#### DATASET CONTENT
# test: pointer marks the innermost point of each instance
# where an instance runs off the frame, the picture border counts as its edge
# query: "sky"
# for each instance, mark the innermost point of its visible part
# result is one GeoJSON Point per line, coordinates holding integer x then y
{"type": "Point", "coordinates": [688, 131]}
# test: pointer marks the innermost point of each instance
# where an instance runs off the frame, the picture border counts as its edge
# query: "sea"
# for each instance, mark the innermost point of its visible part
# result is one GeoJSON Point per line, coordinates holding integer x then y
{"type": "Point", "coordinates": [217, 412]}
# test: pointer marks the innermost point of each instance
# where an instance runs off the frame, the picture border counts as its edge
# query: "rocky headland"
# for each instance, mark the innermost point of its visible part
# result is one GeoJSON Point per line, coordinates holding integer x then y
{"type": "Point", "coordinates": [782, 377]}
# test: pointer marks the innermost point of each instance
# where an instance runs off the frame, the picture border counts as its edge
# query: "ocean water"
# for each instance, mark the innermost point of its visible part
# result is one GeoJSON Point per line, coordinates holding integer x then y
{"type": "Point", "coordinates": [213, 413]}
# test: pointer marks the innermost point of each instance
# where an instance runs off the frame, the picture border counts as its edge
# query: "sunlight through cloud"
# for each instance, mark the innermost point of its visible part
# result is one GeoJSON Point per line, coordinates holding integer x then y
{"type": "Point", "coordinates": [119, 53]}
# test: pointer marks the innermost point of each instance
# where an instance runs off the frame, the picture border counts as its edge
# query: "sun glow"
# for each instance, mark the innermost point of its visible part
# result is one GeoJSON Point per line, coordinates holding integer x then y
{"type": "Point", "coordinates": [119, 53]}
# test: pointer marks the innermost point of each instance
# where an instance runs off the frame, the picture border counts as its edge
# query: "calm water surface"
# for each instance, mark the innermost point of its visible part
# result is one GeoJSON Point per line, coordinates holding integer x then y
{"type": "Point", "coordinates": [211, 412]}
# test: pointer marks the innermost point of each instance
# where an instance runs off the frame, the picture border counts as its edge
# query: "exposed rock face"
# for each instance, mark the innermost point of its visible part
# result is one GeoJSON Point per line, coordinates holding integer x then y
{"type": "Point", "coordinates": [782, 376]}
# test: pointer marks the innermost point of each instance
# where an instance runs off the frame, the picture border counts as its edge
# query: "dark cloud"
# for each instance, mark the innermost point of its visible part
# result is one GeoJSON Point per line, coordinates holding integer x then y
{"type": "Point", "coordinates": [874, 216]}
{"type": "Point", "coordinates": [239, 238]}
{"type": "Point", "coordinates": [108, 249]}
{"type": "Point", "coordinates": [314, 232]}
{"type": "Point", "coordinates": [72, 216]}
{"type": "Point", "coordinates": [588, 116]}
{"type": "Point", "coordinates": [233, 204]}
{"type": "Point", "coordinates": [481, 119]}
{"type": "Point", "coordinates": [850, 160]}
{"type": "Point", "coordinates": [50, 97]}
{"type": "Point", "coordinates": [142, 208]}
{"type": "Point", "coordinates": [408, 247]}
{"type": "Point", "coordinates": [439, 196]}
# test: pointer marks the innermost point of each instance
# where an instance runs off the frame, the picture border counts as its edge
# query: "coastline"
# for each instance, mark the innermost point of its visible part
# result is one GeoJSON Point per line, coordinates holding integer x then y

#### PROBLEM
Extract the complete data, matching each line exactly.

#### SOLUTION FOR THIS PROBLEM
# test: pointer marks the innermost point of each instance
# where an instance runs off the frame, the picture border counts as its edge
# query: "sky"
# for each instance, mark the innermost point of its visible part
# result is one GeoJSON Point per line, coordinates holding integer x then y
{"type": "Point", "coordinates": [688, 131]}
# test: pointer marks the innermost point of each instance
# where an instance runs off the frame, the picture border counts as its edge
# query: "sea"
# for each instance, mark the innermost point of its visible part
# result is one GeoJSON Point per line, coordinates holding integer x then y
{"type": "Point", "coordinates": [217, 412]}
# test: pointer marks the innermost point of each instance
# where an instance runs off the frame, the picture border counts as its edge
# query: "rocky headland"
# for each instance, mark the innermost point of its visible part
# result is one GeoJSON Point per line, coordinates holding integer x then y
{"type": "Point", "coordinates": [782, 377]}
# test: pointer marks the innermost point of each instance
# where an instance runs off the frame, the picture border counts as its edge
# query: "ocean water"
# for each instance, mark the innermost point of its visible part
# result is one GeoJSON Point per line, coordinates holding integer x then y
{"type": "Point", "coordinates": [213, 413]}
# test: pointer marks the innermost point of each instance
# where an instance runs off the frame, the picture border counts as its edge
# query: "sunlight through cloud"
# for each instance, mark the innermost point of its visible part
# result is one GeoJSON Point per line, coordinates holding integer x then y
{"type": "Point", "coordinates": [119, 53]}
# test: pointer marks the innermost point of each instance
# where an instance runs off the frame, the picture border counts as its edge
# query: "sun glow"
# for each instance, mark the innermost point of its visible part
# result is one GeoJSON Point per line, coordinates holding integer x then y
{"type": "Point", "coordinates": [119, 53]}
# test: pointer marks the innermost point of each instance
# where an instance runs off the frame, the picture border counts as its edge
# query: "calm water surface"
# for each instance, mark the innermost point of its visible part
# result is one GeoJSON Point per line, coordinates holding integer x then y
{"type": "Point", "coordinates": [211, 412]}
# test: pointer marks the innermost point of each instance
# where an instance runs off the frame, the picture border counts as its edge
# query: "exposed rock face"
# for each instance, mark the innermost point of its visible part
# result is one GeoJSON Point per line, coordinates holding integer x then y
{"type": "Point", "coordinates": [782, 376]}
# test: pointer marks the innermost point of each instance
# where an instance runs off the frame, the picture border counts as its edge
# query: "dark cloud"
# for each instance, mark the innermost point of its visible part
# result is one GeoJSON Point per line, coordinates holding integer x then y
{"type": "Point", "coordinates": [874, 216]}
{"type": "Point", "coordinates": [239, 238]}
{"type": "Point", "coordinates": [108, 249]}
{"type": "Point", "coordinates": [314, 232]}
{"type": "Point", "coordinates": [72, 216]}
{"type": "Point", "coordinates": [588, 116]}
{"type": "Point", "coordinates": [233, 204]}
{"type": "Point", "coordinates": [481, 119]}
{"type": "Point", "coordinates": [850, 160]}
{"type": "Point", "coordinates": [50, 97]}
{"type": "Point", "coordinates": [142, 208]}
{"type": "Point", "coordinates": [408, 247]}
{"type": "Point", "coordinates": [439, 196]}
# test: pointer marks the innermost point of each instance
# where an instance runs off the frame, the picture border counts as its edge
# query: "coastline"
# for each instance, mark the innermost point of its visible part
# result is one GeoJSON Point per line, coordinates holding integer x then y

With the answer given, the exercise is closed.